- ЧТО НУЖНО СДЕЛАТЬ:
1 > В каком журнале опубликована статья о кризисе и литературе?
2 > Перепишите дословно строки из записей: начните со строки с «point at the reflective safety stripe» и продолжайте до строки с «<point>610,412</point>» включительно.

- ТЕКСТ ДОКУМЕНТА:

Опубликовано в журнале Знамя, номер 10, 2009
Об авторе | Евгения Вежлян родилась в Москве в 1973 году, критик, поэт, кандидат филологических наук.
Евгения Вежлян
Новая актуальность,
или
Назад к Толстому
Прежде чем начать рассуждать на заданную Алисой Ганиевой тему о кризисе и литературе, сразу оговорюсь, что считаю саму постановку вопроса — не совсем корректной. Потому что — преждевременной. В самом деле — в отличие от дефолта 98-го года, ставшего для многих наших соотечественников одним из самых травматичных воспоминаний нового исторического периода — в силу наглядности как проявлений, так и — персонально для каждого — последствий, нынешний кризис — для большинства штука совсем абстрактная, никак не затрагивающая повседневную жизнь. Всего лишь очередная телевизионная новость. Или — мифологизированная универсальная причина повседневных временных трудностей, зачастую не имеющих никакого отношения к кризису. Именно к этому — мифологическому — ряду относится восприятие кризиса в моральных категориях — как “расплаты” за “потребительство” и “бездуховность”. Не говоря уже о том, что для “расплаты” то, что происходит, — слишком вяло и неочевидно, поскольку свершается в сферах, от повседневности очень далеких, само понятие “потребительства” (оценочная переделка термина “потребление”) — такой же миф обыденного сознания, как и “кризис”. Тем самым становится очевидно: если “героический” 98-й год был универсальной развязкой многих сюжетов (классицистический deus ex machina, фактически18), то кризис нынешний — статичен и проявляется в мелких, вовсе не катастрофичных изменениях несюжетообразующего характера. Он слишком масштабен и потому не ощущается — на уровне частных жизней и опытов. Конечно, имеют место и смысловые сдвиги, но они столь медленны, что литературе потребуется время и время, чтобы усвоить, освоить происходящее и найти для него слова.

- ИСХОДНЫЕ ДАННЫЕ:
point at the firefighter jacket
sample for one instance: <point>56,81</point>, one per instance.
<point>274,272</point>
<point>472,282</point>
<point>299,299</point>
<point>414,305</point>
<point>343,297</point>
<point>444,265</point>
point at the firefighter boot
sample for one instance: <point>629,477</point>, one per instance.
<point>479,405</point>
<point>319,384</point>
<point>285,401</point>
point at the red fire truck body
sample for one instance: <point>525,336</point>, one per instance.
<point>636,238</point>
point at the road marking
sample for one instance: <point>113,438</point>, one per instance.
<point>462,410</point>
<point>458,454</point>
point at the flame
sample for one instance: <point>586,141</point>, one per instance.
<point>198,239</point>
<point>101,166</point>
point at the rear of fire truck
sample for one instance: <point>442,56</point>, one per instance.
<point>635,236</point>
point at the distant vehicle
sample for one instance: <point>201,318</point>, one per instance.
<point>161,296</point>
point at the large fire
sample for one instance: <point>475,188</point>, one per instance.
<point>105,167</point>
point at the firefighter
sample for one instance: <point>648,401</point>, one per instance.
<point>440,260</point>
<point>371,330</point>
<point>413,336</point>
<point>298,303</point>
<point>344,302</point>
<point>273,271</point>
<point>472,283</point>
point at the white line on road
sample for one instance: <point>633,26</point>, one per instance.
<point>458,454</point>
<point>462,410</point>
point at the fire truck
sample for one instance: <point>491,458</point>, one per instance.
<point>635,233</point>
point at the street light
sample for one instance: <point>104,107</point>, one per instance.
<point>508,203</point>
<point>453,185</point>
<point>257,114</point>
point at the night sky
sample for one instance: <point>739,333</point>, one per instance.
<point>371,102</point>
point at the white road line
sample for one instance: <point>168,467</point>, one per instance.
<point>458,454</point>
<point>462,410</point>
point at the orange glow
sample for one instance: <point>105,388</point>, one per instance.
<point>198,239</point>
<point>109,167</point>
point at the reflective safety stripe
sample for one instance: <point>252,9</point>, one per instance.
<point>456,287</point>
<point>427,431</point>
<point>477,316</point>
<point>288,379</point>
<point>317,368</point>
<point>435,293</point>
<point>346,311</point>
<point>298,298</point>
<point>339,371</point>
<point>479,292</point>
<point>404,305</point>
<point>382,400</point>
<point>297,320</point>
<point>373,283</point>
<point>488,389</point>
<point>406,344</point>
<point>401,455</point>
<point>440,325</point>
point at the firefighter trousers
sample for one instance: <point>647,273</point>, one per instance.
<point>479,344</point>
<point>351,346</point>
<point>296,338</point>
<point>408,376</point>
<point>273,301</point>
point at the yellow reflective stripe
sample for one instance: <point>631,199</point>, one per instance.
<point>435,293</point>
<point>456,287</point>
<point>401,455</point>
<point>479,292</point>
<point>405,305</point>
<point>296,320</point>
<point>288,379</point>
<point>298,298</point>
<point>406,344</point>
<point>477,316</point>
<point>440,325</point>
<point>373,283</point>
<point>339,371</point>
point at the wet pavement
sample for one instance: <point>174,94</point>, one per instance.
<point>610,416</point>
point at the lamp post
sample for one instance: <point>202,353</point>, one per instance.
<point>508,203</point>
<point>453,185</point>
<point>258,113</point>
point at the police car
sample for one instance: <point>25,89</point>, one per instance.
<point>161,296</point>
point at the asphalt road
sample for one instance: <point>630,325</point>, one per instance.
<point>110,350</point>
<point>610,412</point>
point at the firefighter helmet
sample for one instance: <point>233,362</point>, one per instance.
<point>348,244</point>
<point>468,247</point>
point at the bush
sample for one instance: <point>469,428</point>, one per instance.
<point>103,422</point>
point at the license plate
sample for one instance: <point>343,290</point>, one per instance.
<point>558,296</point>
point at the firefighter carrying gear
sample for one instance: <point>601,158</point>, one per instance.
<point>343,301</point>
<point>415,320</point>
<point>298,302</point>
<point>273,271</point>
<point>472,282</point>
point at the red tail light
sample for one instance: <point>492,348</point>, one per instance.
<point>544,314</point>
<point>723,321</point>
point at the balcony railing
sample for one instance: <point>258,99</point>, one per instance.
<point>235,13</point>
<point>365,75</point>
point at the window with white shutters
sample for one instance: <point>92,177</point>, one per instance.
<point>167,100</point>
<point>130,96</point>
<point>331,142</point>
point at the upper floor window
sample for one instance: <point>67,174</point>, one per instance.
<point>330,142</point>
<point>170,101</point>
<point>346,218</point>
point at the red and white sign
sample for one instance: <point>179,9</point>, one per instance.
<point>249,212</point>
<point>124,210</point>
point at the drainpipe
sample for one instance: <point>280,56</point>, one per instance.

- ВЫПОЛНЕННОЕ ЗАДАНИЕ:
1 > В журнале «Знамя», номер 10, 2009 год.

2 >
point at the reflective safety stripe
sample for one instance: <point>252,9</point>, one per instance.
<point>456,287</point>
<point>427,431</point>
<point>477,316</point>
<point>288,379</point>
<point>317,368</point>
<point>435,293</point>
<point>346,311</point>
<point>298,298</point>
<point>339,371</point>
<point>479,292</point>
<point>404,305</point>
<point>382,400</point>
<point>297,320</point>
<point>373,283</point>
<point>488,389</point>
<point>406,344</point>
<point>401,455</point>
<point>440,325</point>
point at the firefighter trousers
sample for one instance: <point>647,273</point>, one per instance.
<point>479,344</point>
<point>351,346</point>
<point>296,338</point>
<point>408,376</point>
<point>273,301</point>
point at the yellow reflective stripe
sample for one instance: <point>631,199</point>, one per instance.
<point>435,293</point>
<point>456,287</point>
<point>401,455</point>
<point>479,292</point>
<point>405,305</point>
<point>296,320</point>
<point>288,379</point>
<point>298,298</point>
<point>406,344</point>
<point>477,316</point>
<point>440,325</point>
<point>373,283</point>
<point>339,371</point>
point at the wet pavement
sample for one instance: <point>174,94</point>, one per instance.
<point>610,416</point>
point at the lamp post
sample for one instance: <point>202,353</point>, one per instance.
<point>508,203</point>
<point>453,185</point>
<point>258,113</point>
point at the police car
sample for one instance: <point>25,89</point>, one per instance.
<point>161,296</point>
point at the asphalt road
sample for one instance: <point>630,325</point>, one per instance.
<point>110,350</point>
<point>610,412</point>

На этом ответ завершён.